▸ **PROBLEM STATEMENT**
Extract from the listing every line that contains the word "navy", treating the match as case-sensitive.

▸ **RECORDS**
----

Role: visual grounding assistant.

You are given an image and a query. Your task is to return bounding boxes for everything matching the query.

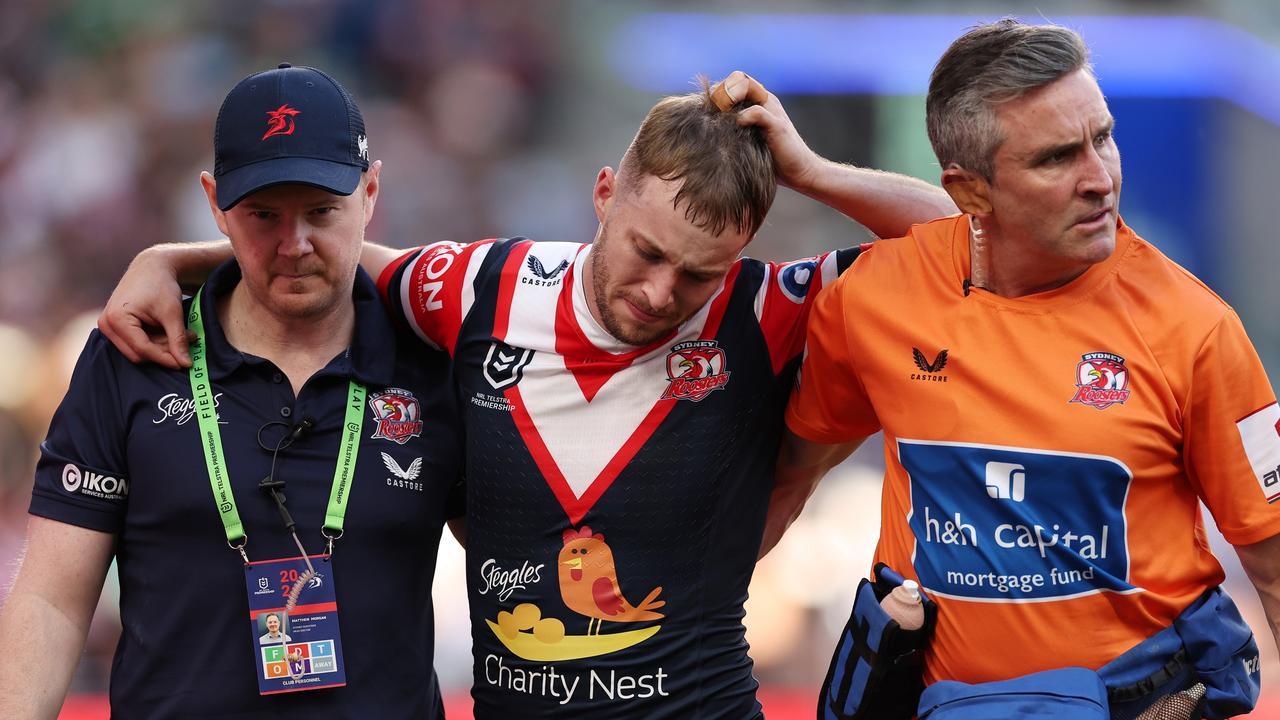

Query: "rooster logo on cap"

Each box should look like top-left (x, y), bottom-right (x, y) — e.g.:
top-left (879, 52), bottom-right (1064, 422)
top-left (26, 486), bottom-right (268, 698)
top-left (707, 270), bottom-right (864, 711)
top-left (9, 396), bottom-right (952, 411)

top-left (262, 104), bottom-right (302, 140)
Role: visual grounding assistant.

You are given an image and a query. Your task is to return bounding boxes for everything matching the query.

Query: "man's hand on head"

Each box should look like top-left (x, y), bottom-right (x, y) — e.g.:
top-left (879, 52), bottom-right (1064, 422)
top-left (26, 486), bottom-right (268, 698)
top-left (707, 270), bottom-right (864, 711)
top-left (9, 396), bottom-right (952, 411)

top-left (710, 70), bottom-right (823, 192)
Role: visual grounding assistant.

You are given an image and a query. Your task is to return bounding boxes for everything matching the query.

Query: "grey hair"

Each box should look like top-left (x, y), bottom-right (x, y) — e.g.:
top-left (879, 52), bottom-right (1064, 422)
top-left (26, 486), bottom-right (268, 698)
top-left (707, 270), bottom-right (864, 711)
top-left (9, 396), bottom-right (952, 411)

top-left (924, 18), bottom-right (1093, 182)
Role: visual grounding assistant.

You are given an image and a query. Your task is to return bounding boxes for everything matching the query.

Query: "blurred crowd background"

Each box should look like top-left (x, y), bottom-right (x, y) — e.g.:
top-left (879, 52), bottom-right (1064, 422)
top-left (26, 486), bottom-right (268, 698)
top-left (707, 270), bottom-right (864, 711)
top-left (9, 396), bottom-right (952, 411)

top-left (0, 0), bottom-right (1280, 717)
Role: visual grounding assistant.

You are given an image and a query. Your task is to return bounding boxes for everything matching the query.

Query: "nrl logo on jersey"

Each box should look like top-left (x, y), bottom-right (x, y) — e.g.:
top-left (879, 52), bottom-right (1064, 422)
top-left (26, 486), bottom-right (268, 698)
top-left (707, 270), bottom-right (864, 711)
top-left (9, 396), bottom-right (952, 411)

top-left (662, 340), bottom-right (730, 402)
top-left (484, 340), bottom-right (534, 389)
top-left (1071, 352), bottom-right (1129, 410)
top-left (369, 387), bottom-right (422, 445)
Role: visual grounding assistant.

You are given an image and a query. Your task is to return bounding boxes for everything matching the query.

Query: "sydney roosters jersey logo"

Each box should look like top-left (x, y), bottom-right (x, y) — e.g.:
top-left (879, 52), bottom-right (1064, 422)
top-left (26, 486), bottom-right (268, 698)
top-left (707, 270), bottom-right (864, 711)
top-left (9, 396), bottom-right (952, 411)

top-left (662, 340), bottom-right (730, 402)
top-left (369, 387), bottom-right (422, 445)
top-left (262, 104), bottom-right (302, 140)
top-left (1071, 352), bottom-right (1129, 410)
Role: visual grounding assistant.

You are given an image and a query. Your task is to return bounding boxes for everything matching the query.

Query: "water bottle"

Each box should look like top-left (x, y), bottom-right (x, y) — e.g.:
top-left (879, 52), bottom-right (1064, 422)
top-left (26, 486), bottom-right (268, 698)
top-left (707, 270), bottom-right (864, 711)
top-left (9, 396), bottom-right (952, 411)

top-left (881, 580), bottom-right (924, 630)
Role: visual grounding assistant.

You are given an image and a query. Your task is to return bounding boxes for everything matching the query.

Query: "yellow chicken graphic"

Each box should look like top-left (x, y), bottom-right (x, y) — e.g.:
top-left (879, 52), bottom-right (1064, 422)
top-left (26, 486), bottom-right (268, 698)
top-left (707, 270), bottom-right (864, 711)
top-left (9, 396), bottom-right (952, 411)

top-left (557, 525), bottom-right (667, 635)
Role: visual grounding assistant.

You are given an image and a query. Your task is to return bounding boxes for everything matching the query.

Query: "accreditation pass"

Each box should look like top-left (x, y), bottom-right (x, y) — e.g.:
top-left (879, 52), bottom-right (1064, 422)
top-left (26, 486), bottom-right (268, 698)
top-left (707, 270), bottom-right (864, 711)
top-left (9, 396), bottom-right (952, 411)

top-left (244, 555), bottom-right (347, 694)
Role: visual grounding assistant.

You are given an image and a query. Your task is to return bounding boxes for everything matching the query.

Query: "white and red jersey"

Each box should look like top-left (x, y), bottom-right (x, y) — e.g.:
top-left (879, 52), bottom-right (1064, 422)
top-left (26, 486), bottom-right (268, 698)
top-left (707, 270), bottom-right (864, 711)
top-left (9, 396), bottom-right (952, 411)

top-left (379, 238), bottom-right (859, 720)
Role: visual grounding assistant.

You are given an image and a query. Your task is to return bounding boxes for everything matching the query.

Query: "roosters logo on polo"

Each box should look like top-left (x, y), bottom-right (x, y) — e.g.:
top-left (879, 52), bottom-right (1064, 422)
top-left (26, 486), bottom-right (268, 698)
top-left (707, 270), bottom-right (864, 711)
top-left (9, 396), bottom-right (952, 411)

top-left (369, 387), bottom-right (422, 445)
top-left (1071, 352), bottom-right (1129, 410)
top-left (662, 340), bottom-right (730, 402)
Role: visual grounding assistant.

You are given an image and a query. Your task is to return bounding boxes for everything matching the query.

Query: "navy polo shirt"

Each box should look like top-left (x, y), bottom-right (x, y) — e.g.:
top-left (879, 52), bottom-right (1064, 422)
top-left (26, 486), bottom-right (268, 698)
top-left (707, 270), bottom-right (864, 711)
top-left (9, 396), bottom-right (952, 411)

top-left (31, 261), bottom-right (462, 719)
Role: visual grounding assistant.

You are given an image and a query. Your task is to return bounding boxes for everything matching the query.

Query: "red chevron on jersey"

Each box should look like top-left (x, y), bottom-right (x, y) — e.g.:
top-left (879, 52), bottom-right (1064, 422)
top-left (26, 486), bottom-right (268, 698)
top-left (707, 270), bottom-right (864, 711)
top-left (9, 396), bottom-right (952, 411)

top-left (662, 340), bottom-right (730, 402)
top-left (494, 242), bottom-right (737, 523)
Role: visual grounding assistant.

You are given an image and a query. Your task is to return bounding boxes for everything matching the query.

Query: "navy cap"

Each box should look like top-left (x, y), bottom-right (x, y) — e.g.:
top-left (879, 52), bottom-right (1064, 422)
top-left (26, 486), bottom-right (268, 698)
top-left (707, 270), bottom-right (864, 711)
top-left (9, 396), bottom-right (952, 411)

top-left (214, 63), bottom-right (369, 210)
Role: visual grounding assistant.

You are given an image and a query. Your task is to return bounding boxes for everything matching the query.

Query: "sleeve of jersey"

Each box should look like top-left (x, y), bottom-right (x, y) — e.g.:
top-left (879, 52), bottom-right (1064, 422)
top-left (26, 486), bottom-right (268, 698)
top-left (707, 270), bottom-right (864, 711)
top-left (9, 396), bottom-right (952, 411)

top-left (1183, 311), bottom-right (1280, 544)
top-left (31, 331), bottom-right (129, 533)
top-left (755, 245), bottom-right (867, 374)
top-left (378, 240), bottom-right (494, 356)
top-left (787, 271), bottom-right (879, 445)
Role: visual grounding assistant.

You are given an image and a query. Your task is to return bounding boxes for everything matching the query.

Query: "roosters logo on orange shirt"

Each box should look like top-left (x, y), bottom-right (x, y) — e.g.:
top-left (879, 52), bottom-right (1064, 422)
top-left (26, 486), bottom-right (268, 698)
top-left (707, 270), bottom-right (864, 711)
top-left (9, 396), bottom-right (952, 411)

top-left (662, 340), bottom-right (730, 402)
top-left (1071, 352), bottom-right (1129, 410)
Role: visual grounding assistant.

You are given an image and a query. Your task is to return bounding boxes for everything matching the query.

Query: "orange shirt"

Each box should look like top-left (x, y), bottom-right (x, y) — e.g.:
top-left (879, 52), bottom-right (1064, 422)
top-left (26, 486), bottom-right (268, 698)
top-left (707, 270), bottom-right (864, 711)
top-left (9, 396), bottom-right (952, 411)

top-left (787, 215), bottom-right (1280, 682)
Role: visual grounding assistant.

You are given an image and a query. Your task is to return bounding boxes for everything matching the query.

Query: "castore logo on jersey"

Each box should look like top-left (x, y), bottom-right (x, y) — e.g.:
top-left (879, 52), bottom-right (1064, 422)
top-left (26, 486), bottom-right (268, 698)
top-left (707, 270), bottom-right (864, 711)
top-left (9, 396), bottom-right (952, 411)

top-left (911, 347), bottom-right (947, 383)
top-left (520, 255), bottom-right (568, 286)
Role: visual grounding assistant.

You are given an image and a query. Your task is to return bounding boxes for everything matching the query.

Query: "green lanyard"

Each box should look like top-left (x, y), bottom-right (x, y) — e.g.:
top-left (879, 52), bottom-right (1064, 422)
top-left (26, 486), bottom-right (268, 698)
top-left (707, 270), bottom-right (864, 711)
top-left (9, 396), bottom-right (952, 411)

top-left (187, 283), bottom-right (365, 562)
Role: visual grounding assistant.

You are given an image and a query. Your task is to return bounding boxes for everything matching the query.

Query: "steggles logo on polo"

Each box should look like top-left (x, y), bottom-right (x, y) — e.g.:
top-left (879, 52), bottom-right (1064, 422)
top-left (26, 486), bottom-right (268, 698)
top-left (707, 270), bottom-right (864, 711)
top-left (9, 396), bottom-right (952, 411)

top-left (262, 104), bottom-right (302, 140)
top-left (151, 392), bottom-right (227, 425)
top-left (1071, 352), bottom-right (1129, 410)
top-left (660, 340), bottom-right (730, 402)
top-left (369, 387), bottom-right (422, 445)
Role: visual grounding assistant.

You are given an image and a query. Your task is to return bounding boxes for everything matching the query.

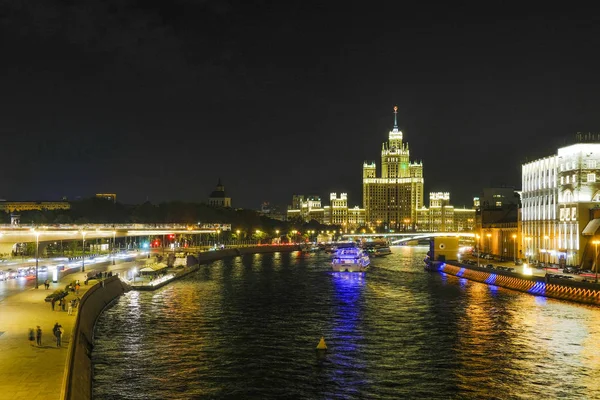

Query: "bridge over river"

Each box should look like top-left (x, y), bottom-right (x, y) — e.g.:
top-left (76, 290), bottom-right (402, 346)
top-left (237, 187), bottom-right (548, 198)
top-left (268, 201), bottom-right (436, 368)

top-left (0, 224), bottom-right (231, 254)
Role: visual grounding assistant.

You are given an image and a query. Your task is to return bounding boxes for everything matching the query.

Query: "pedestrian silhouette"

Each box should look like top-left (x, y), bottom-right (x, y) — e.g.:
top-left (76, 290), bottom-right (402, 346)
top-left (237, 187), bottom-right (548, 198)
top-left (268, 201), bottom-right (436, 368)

top-left (35, 325), bottom-right (42, 346)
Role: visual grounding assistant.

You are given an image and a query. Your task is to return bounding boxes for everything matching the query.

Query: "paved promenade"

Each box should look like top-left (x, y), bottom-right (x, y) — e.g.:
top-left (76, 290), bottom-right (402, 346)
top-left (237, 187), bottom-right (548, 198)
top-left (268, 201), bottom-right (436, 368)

top-left (0, 273), bottom-right (96, 400)
top-left (0, 261), bottom-right (139, 400)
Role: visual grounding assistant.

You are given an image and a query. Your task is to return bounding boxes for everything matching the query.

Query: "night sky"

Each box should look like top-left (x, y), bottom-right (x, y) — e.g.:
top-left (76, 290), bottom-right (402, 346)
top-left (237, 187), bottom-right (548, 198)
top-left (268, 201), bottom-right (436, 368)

top-left (0, 0), bottom-right (600, 208)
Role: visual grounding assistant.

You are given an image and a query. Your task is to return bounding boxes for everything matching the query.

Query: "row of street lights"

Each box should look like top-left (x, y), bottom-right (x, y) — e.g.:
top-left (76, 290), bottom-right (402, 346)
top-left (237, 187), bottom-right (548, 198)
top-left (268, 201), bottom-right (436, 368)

top-left (31, 228), bottom-right (117, 289)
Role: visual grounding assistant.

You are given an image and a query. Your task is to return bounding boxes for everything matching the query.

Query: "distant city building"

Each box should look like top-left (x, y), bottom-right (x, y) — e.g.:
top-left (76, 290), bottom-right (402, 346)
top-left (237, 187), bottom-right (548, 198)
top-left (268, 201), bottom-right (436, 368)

top-left (0, 200), bottom-right (71, 213)
top-left (259, 201), bottom-right (286, 221)
top-left (287, 193), bottom-right (365, 231)
top-left (208, 178), bottom-right (231, 207)
top-left (522, 134), bottom-right (600, 269)
top-left (96, 193), bottom-right (117, 203)
top-left (473, 187), bottom-right (523, 260)
top-left (363, 107), bottom-right (424, 231)
top-left (416, 192), bottom-right (475, 232)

----

▸ **EXERCISE RESPONSE**
Query: "navy polo shirt"
Query: "navy cap"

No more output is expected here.